_Problem description_
Starting with the line that contains "of the slender" and continuing through the end of the records, write those lines out again with the requests included. Scale every coordinate in the answers by 1.05, rounding to whole numbers with halves going up.

_Given information_
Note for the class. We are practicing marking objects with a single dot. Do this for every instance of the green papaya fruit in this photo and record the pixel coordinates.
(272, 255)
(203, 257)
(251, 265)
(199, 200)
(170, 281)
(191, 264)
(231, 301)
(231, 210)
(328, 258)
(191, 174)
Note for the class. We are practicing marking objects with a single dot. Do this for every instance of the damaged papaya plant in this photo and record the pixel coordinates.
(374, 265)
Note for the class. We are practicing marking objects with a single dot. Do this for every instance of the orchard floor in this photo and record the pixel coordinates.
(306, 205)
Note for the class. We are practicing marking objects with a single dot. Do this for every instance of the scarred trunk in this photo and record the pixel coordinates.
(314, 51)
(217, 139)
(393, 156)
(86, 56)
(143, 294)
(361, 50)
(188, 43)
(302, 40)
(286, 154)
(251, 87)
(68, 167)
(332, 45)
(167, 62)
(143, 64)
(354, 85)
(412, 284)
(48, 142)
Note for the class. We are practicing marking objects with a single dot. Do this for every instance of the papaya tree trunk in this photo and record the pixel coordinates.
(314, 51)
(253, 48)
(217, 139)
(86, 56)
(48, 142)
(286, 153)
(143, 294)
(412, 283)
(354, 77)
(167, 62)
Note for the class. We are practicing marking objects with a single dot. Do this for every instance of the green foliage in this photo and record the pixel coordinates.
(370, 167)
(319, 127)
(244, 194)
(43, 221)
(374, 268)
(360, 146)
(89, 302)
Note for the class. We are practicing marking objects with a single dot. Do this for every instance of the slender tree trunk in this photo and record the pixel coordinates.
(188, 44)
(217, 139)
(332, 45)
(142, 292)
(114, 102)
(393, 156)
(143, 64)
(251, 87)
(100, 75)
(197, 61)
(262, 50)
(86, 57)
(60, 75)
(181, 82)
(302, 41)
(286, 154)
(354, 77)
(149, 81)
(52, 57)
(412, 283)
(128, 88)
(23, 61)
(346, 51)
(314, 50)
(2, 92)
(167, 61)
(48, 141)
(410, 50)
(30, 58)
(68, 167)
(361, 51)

_Output_
Note for the class. We are practicing marking objects with a single dot. Do this for every instance of the slender tree trunk in this photo and record the pixel coordinates.
(197, 46)
(228, 146)
(349, 47)
(149, 307)
(120, 107)
(413, 164)
(150, 67)
(264, 91)
(105, 79)
(207, 64)
(275, 53)
(90, 60)
(63, 79)
(190, 86)
(317, 43)
(300, 162)
(372, 81)
(156, 85)
(55, 60)
(433, 297)
(134, 92)
(24, 64)
(363, 54)
(330, 53)
(2, 97)
(175, 64)
(50, 148)
(431, 53)
(32, 61)
(71, 175)
(379, 54)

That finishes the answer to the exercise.